### GOAL OF THE EXERCISE
Wherever "white" shows up in the records below, copy the whole line.

### SUPPLIED DATA
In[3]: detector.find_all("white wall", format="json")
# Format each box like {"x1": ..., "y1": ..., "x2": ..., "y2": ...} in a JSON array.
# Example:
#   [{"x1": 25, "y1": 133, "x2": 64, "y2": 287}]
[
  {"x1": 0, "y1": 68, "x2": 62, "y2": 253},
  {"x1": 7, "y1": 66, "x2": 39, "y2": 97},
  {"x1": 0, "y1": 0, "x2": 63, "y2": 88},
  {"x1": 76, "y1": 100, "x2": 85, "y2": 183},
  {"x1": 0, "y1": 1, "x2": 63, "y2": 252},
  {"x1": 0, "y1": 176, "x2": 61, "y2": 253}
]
---
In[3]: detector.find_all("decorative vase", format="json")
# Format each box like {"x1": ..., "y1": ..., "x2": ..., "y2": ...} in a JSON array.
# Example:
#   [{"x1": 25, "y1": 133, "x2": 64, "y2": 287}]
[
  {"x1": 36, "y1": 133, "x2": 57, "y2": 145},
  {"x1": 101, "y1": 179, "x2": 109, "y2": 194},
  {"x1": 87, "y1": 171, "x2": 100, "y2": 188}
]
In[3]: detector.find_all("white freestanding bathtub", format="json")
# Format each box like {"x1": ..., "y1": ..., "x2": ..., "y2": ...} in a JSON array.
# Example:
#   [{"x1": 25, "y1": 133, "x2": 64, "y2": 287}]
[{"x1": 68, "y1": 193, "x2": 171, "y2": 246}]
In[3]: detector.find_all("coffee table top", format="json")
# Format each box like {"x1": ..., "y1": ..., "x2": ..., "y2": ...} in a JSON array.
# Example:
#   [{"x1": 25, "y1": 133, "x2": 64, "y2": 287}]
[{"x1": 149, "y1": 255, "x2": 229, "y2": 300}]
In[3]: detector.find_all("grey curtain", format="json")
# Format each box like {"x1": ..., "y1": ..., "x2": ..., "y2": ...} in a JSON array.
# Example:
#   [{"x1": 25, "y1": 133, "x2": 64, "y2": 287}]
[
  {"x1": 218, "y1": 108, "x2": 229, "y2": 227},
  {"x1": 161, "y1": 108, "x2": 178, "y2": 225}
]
---
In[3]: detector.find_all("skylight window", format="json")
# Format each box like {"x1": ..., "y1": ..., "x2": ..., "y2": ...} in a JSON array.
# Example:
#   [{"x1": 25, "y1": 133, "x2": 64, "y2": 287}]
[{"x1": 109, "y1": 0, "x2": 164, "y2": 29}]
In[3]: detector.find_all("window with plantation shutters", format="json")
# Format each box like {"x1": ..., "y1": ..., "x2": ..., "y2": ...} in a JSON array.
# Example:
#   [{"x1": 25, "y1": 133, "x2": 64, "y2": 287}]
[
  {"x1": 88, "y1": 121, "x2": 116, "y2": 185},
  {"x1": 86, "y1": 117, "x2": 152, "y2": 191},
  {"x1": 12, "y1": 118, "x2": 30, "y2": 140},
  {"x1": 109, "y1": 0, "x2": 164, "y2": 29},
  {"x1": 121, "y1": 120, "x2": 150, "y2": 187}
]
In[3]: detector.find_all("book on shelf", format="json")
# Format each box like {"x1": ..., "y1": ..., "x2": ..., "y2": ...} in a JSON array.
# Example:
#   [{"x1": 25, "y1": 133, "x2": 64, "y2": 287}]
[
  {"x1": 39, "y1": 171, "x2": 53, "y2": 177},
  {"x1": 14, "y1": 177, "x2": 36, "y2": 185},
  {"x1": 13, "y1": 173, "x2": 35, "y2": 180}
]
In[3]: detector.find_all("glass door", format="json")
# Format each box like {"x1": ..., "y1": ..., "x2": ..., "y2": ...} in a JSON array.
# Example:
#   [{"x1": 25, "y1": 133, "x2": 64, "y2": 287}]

### EXERCISE RESULT
In[3]: detector.find_all("white wall", format="json")
In[3]: detector.find_all("white freestanding bathtub", format="json")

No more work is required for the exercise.